**YOUR INSTRUCTIONS:**
Carry over the part of the items that opens with the line containing "Where can the rv side" and runs through the end of the items. Include every line in that part, requests as well, but add 41 to each number in the pixel coordinates of the answers and leave out the pictures.

**** INFORMATION PROVIDED ****

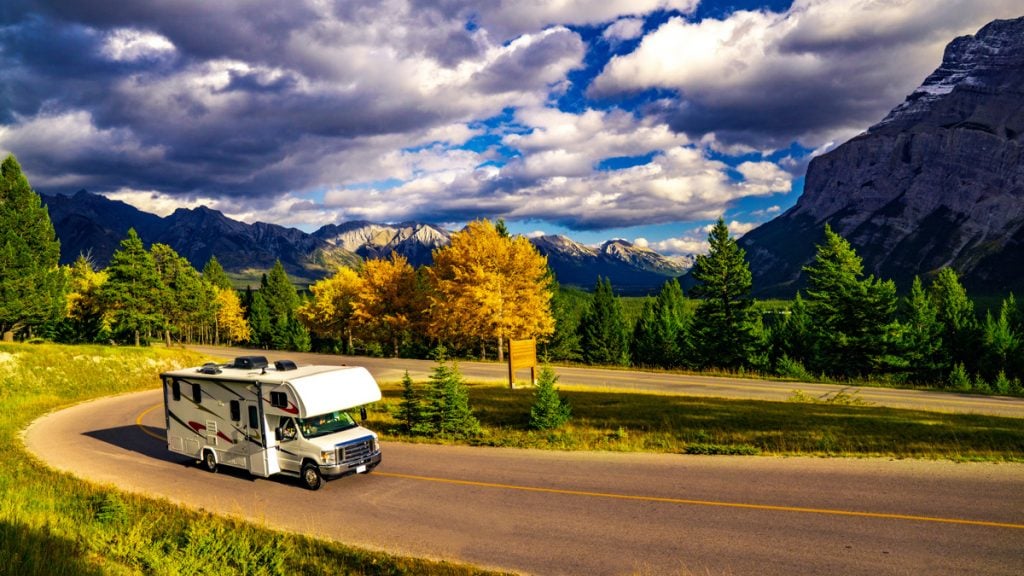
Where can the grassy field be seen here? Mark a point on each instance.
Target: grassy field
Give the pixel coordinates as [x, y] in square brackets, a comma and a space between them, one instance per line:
[52, 523]
[840, 426]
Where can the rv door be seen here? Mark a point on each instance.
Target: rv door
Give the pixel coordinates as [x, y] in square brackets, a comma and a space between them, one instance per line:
[262, 444]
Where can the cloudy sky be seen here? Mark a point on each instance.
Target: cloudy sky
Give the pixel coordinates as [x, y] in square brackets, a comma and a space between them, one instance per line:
[636, 119]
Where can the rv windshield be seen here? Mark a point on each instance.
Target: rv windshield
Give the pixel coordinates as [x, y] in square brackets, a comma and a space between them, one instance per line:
[326, 423]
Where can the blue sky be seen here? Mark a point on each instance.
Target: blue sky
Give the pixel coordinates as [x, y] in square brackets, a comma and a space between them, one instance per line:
[636, 119]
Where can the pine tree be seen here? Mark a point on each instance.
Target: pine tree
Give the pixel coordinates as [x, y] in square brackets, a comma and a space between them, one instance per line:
[215, 275]
[550, 410]
[133, 292]
[603, 334]
[851, 316]
[448, 407]
[279, 294]
[723, 324]
[411, 408]
[86, 320]
[961, 337]
[646, 346]
[32, 283]
[922, 336]
[259, 321]
[1000, 340]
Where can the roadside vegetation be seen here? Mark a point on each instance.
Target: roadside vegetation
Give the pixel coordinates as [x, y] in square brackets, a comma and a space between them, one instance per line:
[840, 424]
[52, 523]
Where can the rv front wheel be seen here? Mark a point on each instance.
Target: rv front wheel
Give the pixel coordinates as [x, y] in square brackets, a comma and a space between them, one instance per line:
[311, 477]
[210, 461]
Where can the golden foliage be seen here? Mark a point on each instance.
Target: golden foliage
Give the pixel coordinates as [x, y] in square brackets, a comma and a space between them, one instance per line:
[230, 320]
[486, 285]
[330, 312]
[390, 303]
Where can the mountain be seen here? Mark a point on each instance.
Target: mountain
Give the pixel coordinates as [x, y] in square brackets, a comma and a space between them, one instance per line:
[938, 182]
[631, 269]
[89, 223]
[369, 240]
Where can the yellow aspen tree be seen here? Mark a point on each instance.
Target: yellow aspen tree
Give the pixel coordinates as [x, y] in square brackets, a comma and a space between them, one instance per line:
[491, 286]
[390, 303]
[230, 318]
[330, 313]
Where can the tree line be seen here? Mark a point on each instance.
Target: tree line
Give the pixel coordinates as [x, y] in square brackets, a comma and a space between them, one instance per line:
[487, 287]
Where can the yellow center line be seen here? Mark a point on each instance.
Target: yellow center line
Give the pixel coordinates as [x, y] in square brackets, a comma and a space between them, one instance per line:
[686, 501]
[138, 422]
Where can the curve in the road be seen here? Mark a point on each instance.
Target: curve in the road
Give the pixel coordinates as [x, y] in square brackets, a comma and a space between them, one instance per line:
[565, 513]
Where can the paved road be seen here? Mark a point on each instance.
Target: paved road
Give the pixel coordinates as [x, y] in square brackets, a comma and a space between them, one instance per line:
[386, 369]
[595, 513]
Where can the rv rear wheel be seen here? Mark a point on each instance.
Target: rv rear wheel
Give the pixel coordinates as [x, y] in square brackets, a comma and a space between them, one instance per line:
[209, 461]
[311, 478]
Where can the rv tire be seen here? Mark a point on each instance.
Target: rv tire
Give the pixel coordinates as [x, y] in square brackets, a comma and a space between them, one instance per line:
[209, 460]
[311, 478]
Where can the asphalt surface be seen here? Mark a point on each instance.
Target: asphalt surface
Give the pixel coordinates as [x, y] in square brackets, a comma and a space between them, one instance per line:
[594, 513]
[388, 369]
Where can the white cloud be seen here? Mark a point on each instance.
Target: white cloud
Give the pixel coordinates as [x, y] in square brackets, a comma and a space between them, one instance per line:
[511, 17]
[126, 44]
[758, 79]
[625, 29]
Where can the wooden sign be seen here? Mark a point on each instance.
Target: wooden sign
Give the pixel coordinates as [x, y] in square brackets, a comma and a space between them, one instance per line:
[522, 354]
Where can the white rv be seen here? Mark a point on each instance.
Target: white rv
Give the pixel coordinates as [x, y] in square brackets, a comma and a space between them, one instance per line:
[272, 419]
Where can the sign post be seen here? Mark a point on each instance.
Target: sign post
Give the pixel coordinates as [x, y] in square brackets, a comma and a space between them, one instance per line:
[522, 354]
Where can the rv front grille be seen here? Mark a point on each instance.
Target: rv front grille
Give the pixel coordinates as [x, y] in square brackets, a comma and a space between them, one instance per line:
[355, 452]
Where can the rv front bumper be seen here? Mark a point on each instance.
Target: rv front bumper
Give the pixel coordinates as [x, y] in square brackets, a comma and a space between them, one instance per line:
[347, 468]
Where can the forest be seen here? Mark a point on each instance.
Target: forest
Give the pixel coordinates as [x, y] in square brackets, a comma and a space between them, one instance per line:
[488, 287]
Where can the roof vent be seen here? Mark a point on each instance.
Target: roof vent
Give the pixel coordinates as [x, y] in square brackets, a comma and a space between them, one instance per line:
[283, 365]
[250, 362]
[209, 368]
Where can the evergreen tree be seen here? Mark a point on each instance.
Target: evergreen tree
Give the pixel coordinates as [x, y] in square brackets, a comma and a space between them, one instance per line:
[645, 346]
[921, 345]
[411, 408]
[448, 409]
[259, 321]
[603, 334]
[851, 316]
[133, 292]
[1001, 341]
[961, 338]
[794, 339]
[723, 324]
[567, 306]
[279, 294]
[32, 283]
[215, 275]
[550, 410]
[86, 320]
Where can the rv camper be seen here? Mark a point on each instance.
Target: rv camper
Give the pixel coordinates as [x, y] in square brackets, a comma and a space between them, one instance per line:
[272, 419]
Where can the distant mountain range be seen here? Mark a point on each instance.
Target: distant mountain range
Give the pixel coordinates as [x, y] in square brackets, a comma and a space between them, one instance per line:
[93, 224]
[938, 182]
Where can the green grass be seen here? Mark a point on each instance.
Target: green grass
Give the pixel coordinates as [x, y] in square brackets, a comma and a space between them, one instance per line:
[644, 422]
[52, 523]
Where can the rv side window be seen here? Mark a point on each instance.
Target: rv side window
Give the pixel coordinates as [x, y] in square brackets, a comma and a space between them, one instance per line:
[279, 400]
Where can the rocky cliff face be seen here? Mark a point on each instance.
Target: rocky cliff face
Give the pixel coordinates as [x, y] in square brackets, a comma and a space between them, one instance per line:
[938, 182]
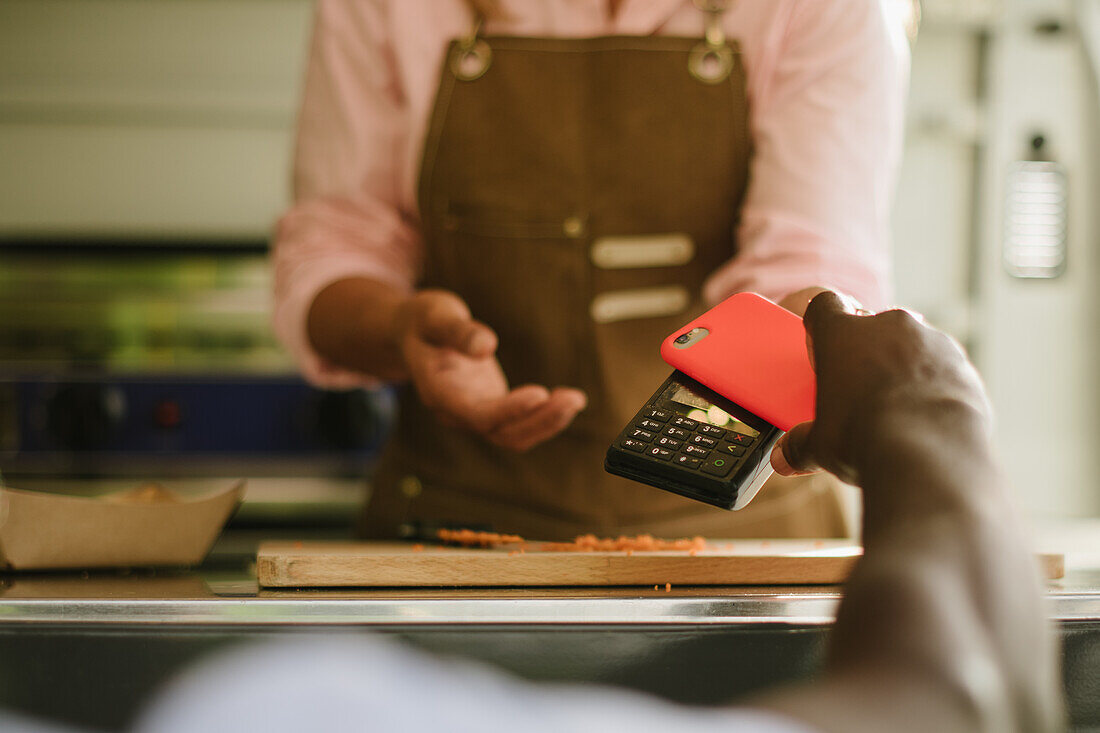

****

**THE COMPLETED TASK:**
Where can the rv side window be seen here? Mark a point on each instance.
Target: rv side window
Give the pixel coordinates as [x, y] in square brackets, a comma and a space between them, one instance per line:
[320, 441]
Where can the rocky cliff face be seen here? Mark a point on each instance.
Target: rocky cliff face
Give the pixel coordinates as [x, y] in square brackets, a comma and a space between them, one instance per line:
[979, 223]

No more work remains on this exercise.